PROBLEM REQUIREMENTS: Retype the listing below word for word, from start to finish. Leave the pictures out of your copy.

--- BEGIN ---

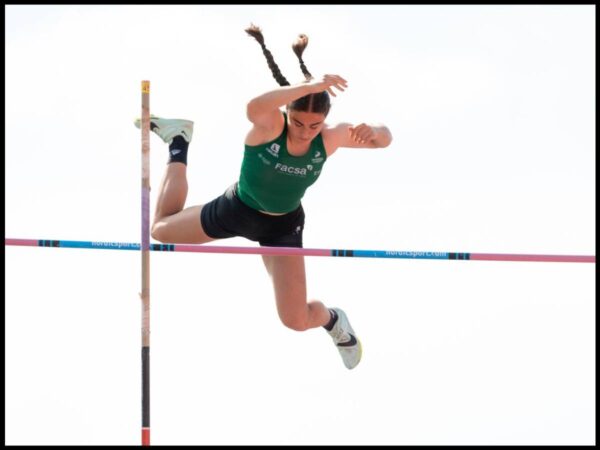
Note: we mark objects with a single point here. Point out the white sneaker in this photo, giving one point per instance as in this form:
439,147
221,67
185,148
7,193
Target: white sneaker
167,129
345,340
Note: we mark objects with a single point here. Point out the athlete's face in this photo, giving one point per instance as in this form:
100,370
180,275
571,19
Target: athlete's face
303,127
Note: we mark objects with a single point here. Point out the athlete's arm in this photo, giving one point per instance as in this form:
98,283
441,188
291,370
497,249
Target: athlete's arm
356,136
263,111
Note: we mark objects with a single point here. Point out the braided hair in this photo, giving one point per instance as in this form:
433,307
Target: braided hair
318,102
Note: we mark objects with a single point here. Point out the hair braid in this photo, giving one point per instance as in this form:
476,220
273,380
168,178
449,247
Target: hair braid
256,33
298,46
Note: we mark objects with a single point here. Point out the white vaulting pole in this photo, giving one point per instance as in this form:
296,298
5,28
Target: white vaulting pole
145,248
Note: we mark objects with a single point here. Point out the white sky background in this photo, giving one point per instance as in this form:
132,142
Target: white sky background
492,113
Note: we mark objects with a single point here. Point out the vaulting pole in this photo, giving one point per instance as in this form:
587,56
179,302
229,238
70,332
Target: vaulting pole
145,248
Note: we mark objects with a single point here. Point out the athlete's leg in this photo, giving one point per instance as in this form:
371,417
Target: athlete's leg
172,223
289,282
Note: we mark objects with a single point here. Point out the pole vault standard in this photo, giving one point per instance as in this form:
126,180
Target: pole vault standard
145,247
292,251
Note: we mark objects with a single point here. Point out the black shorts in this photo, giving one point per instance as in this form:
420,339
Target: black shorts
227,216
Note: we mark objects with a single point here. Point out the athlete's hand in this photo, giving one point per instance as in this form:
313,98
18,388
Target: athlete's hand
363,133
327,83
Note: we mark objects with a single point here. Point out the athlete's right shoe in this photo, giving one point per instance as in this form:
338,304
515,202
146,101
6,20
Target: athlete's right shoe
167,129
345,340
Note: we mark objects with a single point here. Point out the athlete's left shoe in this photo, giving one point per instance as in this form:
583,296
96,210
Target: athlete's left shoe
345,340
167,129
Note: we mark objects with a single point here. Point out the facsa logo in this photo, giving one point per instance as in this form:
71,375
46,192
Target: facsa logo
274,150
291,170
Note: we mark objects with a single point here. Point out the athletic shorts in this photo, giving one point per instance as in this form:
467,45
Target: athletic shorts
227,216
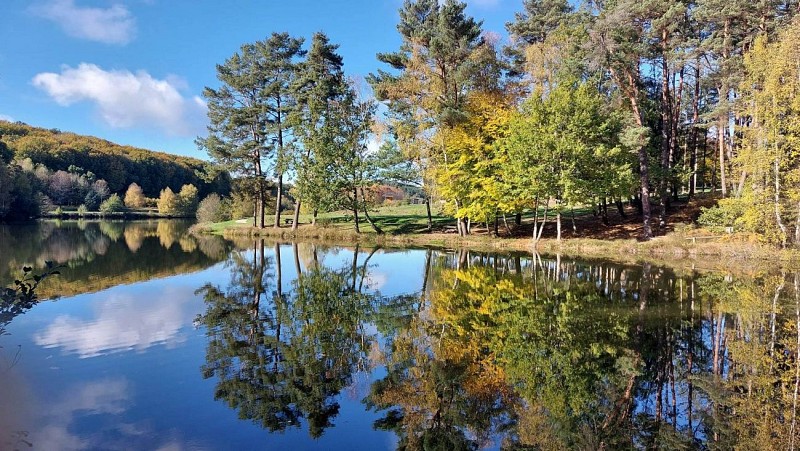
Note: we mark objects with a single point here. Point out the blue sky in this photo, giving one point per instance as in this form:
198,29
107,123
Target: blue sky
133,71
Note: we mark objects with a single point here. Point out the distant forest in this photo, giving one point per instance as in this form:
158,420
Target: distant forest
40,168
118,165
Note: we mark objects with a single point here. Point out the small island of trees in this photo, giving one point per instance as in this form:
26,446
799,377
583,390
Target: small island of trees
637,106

--- END ---

TASK RESULT:
Note: we mark objects with a single point here. Point out the white sneaker in this photo, giving one point per instance as in this form:
439,147
221,67
185,148
7,193
Target: white sneaker
167,129
345,340
Note: we mark objects with a single point here. Point out the athlete's face in this photo, giving one point per instance as in this form:
100,370
180,275
571,19
Target: athlete's face
303,127
Note: we mark objects with a single point here. Point out the athlete's arm in this photo, giving one point per instance as in this form:
98,283
441,188
291,370
497,249
Target: athlete's arm
356,136
263,111
Note: we mark objects with a single point here. Point out the braided hair in this photo, giving one point per instance as in this form:
433,307
Target: braided hair
318,102
Note: we mark objects with a single point here. Point out the hair braid in this photo, giving one point per instance as in this form:
476,220
273,380
168,178
449,247
Target: hair braid
256,33
298,46
Note: we mark objects with a single point here. Point out the white vaulting pole in this photo, giving one point per instance as in this form:
296,298
5,28
Target: white vaulting pole
145,248
Note: we mark objects with a single point here. Point out the white sky background in this photo, giving one point per instance as in this form:
132,142
Target: white sky background
492,113
Note: we mark objects with a single point here. Point out the vaulting pole in this photo, giving one point per instance as in this form:
587,56
179,302
229,238
70,332
Target: vaulting pole
145,248
Note: we mark objects with a single point here. Point out the athlete's leg in this photo, giving one point per instance as in this form:
371,417
Target: athlete's leg
172,223
289,282
Note: we mark objects with a single point here. Point out the pole vault standard in this photo, giving one point per instance as in this form:
126,180
Target: pole vault standard
145,247
292,251
Note: we mark objects with a single point here. Point out the black shorts in this photo, giving one point per instance as in this form:
420,339
Target: black shorts
227,216
Note: we mark objects with a single point here. Point out the athlete's hand in this photo, giving one point per instance as in this form:
313,98
18,388
Target: athlete's hand
363,133
327,83
Note: we mark objects with a single point here. Point out the athlete's right shoe in this photo, giving one point per instance as in this form:
338,304
515,202
146,101
6,20
Target: athlete's right shoe
167,129
345,340
Note: we mark objects with a single point here. Point out the athlete's left shoe in this photo, giving one point per instance as in this form:
583,296
96,210
Target: athlete's left shoe
345,340
167,129
Note: we mark objects with a single point here. Point out the facsa logo in this photo, giving one point per instance as in this form:
71,375
46,192
Target: facsa logo
274,150
291,170
Note: we mark objects with a single point here. Point out the athletic shorts in this photo, giving one point per instance as in this form:
467,45
Target: athletic shorts
227,216
Note: we mark objects with a single point here. Point out the blue sky in this photo, giving one point per instance as in this form:
198,29
107,123
Target: blue sky
133,71
Note: we mark objects with a single point here. Point out the distant forest in this photo, giving one point per instance as in this form:
158,420
Target: distant forest
40,168
118,165
Note: we mark objects with a single point here. Point out the small island of trees in this photo, giving one point per instance as in this form:
26,446
799,377
583,390
Target: small island of trees
637,106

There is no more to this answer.